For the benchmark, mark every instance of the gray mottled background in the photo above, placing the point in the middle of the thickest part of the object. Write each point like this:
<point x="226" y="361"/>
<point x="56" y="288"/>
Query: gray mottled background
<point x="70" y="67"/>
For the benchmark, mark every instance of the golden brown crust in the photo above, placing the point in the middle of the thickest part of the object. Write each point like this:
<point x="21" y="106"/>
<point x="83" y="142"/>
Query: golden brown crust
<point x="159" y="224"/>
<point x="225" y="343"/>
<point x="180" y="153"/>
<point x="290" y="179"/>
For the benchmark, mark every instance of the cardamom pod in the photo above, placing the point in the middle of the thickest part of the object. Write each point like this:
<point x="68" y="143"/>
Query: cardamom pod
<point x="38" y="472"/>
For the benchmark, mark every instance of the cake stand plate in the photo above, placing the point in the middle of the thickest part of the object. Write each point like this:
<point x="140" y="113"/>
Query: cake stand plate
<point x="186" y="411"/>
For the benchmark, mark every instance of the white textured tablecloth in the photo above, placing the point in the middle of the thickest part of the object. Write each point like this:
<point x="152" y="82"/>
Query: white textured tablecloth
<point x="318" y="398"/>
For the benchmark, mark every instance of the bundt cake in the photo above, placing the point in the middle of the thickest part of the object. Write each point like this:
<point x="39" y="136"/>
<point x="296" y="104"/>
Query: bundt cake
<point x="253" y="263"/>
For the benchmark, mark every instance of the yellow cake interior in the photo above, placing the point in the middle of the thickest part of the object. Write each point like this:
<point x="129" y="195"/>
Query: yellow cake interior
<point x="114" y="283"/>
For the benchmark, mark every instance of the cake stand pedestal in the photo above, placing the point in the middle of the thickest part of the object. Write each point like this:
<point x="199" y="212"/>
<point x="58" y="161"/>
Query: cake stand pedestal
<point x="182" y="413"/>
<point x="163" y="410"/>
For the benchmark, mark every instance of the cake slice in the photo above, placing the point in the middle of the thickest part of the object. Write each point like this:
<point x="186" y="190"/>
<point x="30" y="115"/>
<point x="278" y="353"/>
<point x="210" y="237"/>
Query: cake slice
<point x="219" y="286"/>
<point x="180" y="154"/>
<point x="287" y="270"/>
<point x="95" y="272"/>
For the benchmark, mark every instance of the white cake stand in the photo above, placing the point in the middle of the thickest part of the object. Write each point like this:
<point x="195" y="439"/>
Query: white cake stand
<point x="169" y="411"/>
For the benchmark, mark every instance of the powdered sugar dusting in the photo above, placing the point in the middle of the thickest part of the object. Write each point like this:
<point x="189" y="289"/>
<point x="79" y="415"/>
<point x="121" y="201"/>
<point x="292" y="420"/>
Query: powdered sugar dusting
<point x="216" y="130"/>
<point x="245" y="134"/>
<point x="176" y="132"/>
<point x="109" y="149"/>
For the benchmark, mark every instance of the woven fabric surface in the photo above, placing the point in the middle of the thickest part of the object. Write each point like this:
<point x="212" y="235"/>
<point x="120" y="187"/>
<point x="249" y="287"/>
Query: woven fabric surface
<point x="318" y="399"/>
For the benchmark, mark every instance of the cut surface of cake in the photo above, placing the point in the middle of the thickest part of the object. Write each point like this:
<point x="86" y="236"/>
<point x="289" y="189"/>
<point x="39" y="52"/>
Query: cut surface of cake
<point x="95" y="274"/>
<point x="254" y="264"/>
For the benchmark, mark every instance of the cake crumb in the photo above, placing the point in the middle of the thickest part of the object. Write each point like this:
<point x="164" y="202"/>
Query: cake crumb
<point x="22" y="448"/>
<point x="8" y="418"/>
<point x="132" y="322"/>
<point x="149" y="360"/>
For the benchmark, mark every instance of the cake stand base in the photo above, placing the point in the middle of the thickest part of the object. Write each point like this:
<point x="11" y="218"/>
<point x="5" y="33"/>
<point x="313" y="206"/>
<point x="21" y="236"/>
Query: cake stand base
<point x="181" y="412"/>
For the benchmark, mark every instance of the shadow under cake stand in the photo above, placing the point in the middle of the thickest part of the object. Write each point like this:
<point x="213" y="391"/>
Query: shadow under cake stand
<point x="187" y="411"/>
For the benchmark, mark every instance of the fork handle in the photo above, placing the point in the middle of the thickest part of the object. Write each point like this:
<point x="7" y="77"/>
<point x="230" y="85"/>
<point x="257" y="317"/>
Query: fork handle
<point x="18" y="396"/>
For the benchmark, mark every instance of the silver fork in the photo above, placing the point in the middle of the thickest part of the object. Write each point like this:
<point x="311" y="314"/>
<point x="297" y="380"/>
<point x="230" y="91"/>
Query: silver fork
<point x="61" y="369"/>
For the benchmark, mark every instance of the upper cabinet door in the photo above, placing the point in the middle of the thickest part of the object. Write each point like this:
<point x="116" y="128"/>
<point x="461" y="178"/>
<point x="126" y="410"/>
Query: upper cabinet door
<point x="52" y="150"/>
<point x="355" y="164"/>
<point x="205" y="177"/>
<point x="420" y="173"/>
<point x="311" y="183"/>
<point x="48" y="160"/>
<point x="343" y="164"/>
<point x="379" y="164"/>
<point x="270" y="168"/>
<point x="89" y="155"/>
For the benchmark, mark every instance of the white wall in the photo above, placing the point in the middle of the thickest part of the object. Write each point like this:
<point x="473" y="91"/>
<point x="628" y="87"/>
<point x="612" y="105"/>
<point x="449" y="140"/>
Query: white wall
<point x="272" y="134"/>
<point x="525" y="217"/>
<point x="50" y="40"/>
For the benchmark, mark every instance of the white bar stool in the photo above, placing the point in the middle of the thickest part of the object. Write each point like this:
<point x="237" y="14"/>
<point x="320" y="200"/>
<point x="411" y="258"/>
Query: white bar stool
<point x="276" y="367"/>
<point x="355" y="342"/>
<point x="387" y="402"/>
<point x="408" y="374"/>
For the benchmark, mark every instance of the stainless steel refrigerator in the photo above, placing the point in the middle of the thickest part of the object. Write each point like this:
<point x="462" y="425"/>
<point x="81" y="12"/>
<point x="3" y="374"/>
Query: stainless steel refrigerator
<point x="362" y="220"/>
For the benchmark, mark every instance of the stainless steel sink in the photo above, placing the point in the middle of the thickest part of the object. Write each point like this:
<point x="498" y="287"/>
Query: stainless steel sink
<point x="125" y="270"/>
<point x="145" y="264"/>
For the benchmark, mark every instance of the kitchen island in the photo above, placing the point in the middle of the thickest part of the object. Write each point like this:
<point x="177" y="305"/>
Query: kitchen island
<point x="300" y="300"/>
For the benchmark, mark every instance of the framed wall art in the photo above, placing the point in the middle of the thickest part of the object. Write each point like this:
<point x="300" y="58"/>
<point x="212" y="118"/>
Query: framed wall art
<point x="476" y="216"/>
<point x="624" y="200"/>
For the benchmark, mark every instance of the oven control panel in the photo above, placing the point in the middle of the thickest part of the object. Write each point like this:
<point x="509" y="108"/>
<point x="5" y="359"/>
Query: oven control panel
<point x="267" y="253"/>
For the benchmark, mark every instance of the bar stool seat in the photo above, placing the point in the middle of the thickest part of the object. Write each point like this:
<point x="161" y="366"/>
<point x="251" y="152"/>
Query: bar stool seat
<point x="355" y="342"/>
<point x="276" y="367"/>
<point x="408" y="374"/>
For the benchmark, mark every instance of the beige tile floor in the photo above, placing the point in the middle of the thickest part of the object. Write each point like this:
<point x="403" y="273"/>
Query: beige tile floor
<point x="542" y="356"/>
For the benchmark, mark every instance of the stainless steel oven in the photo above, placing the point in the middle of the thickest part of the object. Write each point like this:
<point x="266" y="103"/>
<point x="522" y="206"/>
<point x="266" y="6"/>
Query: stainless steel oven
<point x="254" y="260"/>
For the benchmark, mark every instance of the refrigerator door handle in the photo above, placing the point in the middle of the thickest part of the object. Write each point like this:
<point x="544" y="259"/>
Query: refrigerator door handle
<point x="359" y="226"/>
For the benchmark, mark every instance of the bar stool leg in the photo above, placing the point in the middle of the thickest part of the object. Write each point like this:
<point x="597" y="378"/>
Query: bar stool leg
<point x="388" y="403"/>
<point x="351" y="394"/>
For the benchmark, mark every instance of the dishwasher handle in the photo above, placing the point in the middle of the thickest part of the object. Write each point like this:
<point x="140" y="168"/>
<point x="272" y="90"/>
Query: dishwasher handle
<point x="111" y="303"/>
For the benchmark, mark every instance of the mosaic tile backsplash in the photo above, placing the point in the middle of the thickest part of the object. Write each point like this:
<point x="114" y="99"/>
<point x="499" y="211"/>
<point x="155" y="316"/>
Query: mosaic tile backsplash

☆ ☆ ☆ ☆

Please repeat the stretch from the start of the records through the line that contains "Query: gray mottled background", switching "thickest" to "widest" and keeping everything else the same.

For the benchmark, mark every instance of the gray mottled background in the photo above, placing the point in the middle of the widest part of the object. Write each point like this:
<point x="226" y="361"/>
<point x="56" y="288"/>
Query: gray mottled background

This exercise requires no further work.